SECURITIES AND EXCHANGE COMMISSION

[Release No. 34-65281; File No. SR-FINRA-2011-031


Self-Regulatory Organizations; Financial Industry Regulatory 
Authority, Inc.; Order Granting Approval of Proposed Rule Change To 
Amend FINRA Rule 9251 to Explicitly Protect From Discovery Those 
Documents That Federal Law Prohibits FINRA From Disclosing

September 7, 2011.

I. Introduction

    On July 8, 2011, the Financial Industry Regulatory Authority, Inc. 
(``FINRA'') filed with the Securities and Exchange Commission (``SEC'' 
or ``Commission''), pursuant to Section 19(b)(1) of the Securities 
Exchange Act of 1934 (``Act'') \1\ and Rule 19b-4 thereunder,\2\ a 
proposed rule change to

[[Page 56849]]

amend FINRA Rule 9251 to explicitly protect from discovery those 
documents that federal law prohibits FINRA from disclosing. The 
proposed rule change was published for comment in the Federal Register 
on July 26, 2011.\3\ The Commission received two comment letters on the 
proposed rule change.\4\ This order approves the proposed rule change.
---------------------------------------------------------------------------

    \1\ 15 U.S.C. 78s(b)(1).
    \2\ 17 CFR 240.19b-4.
    \3\ See Securities Exchange Act Release No. 64934 (July 20, 
2011), 76 FR 44645 (July 26, 2011) (``Notice'').
    \4\ See letter from Neal E. Nakagiri, President, Chief Executive 
Officer and Chief Compliance Officer, NPB Financial Group, LLC, 
dated July 27, 2011 (``NPB Letter''); letter from Joyce Dillard, 
dated August 16, 2011.
---------------------------------------------------------------------------

II. Description of the Proposal

    FINRA Rule 9251 delineates the types of documents that FINRA's 
Department of Enforcement (``Enforcement'') and Department of Market 
Regulation (``Market Regulation'') must produce to respondents during 
the discovery phase of a disciplinary proceeding. The rule also 
explicitly shields certain types of documents from production. For 
example, the rule provides that Enforcement and Market Regulation may 
withhold documents that are protected by attorney-client privilege or 
constitute attorney work product.\5\ The rule also allows documents to 
be withheld where a hearing officer determines that they are irrelevant 
to the proceeding or for other good cause.\6\ The rule does not, 
however, explicitly shield from discovery documents that federal law 
prohibits FINRA from disclosing.
---------------------------------------------------------------------------

    \5\ FINRA Rule 9251(b)(1)(A).
    \6\ FINRA Rule 9251(b)(1)(D).
---------------------------------------------------------------------------

    The rule contains procedural safeguards to protect against 
inappropriate withholding of documents by Enforcement and Market 
Regulation. Specifically, the rule provides that the hearing officer 
may require Enforcement or Market Regulation to submit to the hearing 
officer either a list of withheld documents or any document withheld so 
that the hearing officer may privately review it to determine the 
appropriate status of a withheld document.\7\ Upon review, the hearing 
officer may order Enforcement or Market Regulation to make the list or 
document withheld available to other parties.\8\ Moreover, the rule 
prohibits Enforcement or Market Regulation from withholding a document, 
or part thereof, that contains material exculpatory evidence.\9\
---------------------------------------------------------------------------

    \7\ See FINRA Rule 9251(c).

> [Extracted material]
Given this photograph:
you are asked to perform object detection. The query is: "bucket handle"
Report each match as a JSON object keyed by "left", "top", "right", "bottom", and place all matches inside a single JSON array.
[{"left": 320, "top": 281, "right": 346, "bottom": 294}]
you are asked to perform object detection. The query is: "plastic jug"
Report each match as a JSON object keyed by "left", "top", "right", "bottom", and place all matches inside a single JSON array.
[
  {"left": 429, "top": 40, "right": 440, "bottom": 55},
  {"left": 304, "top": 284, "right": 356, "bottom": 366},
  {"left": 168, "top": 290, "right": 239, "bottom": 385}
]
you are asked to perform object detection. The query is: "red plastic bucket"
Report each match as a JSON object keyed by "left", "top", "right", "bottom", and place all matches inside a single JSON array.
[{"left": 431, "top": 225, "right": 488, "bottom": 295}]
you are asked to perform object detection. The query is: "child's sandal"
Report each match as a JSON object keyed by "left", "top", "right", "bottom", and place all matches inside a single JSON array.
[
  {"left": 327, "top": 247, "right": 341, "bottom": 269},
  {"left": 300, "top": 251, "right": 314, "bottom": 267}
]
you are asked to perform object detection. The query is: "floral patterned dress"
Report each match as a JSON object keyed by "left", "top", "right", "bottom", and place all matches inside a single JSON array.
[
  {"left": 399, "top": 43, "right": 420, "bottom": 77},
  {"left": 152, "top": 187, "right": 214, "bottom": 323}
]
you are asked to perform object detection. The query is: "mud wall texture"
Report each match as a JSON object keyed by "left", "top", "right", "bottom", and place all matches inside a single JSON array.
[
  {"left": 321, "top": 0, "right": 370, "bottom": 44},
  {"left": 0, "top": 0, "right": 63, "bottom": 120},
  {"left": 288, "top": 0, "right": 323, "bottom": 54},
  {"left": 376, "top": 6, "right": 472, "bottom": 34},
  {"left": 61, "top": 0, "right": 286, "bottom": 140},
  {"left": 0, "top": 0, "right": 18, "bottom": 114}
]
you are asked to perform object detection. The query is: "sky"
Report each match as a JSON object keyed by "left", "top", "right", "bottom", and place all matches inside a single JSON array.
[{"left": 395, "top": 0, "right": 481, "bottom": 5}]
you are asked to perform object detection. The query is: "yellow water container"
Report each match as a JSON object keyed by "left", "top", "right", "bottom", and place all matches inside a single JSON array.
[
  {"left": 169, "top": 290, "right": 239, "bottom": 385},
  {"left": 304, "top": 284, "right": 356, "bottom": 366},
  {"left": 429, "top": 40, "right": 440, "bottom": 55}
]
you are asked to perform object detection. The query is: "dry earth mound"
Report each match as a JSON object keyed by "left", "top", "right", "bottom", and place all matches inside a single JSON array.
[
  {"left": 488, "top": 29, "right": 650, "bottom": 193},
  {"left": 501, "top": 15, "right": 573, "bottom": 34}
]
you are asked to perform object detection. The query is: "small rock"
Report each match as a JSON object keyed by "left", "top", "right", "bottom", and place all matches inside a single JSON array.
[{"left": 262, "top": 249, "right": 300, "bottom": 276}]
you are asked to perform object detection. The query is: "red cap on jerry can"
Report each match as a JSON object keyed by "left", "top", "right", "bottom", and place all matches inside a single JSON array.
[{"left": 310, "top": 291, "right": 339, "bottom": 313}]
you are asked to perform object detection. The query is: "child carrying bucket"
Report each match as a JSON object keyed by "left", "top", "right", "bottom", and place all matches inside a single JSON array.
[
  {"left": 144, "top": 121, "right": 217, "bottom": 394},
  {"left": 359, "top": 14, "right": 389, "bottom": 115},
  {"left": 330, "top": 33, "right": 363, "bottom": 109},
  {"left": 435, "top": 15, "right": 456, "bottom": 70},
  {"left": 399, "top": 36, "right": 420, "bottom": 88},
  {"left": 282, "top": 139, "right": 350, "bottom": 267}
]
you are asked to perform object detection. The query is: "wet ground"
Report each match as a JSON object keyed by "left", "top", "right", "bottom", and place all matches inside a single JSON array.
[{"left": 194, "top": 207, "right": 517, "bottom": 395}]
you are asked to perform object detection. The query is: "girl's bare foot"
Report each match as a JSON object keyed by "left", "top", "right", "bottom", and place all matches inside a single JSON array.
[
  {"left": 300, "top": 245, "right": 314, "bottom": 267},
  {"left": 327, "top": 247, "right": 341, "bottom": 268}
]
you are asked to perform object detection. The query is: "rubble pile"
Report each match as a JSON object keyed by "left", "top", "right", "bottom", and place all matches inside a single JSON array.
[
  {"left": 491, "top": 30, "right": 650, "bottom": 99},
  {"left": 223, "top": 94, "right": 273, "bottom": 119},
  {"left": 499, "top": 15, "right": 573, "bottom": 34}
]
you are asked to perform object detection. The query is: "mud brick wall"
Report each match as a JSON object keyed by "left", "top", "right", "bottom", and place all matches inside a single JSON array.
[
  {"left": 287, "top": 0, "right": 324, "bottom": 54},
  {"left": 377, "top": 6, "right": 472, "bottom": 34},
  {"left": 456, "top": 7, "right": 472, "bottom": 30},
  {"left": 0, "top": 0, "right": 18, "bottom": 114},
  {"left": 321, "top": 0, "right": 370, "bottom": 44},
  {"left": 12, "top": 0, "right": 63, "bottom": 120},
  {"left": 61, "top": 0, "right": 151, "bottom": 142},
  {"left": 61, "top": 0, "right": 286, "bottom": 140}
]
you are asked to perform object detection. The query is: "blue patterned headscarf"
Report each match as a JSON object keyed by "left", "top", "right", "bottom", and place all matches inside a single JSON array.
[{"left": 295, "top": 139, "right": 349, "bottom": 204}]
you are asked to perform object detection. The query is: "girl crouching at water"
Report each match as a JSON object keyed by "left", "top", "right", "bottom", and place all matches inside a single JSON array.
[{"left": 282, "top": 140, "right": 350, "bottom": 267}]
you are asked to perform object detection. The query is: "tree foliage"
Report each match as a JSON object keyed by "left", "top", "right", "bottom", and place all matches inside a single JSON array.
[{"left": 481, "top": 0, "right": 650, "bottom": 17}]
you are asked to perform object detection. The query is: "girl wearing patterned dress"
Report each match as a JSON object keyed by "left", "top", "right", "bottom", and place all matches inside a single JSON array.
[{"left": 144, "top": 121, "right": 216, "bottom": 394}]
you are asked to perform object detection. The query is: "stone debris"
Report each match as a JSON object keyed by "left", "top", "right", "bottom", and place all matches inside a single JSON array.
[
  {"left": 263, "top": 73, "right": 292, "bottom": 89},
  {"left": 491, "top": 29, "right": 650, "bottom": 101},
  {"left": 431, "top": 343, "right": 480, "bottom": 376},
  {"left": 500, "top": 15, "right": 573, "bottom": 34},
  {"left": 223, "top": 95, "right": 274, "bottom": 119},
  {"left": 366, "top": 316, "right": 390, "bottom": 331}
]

> [Your goal] According to the SEC order on FINRA Rule 9251, how many comment letters did the Commission receive on the proposed rule change?

> [Result of this exercise] Two.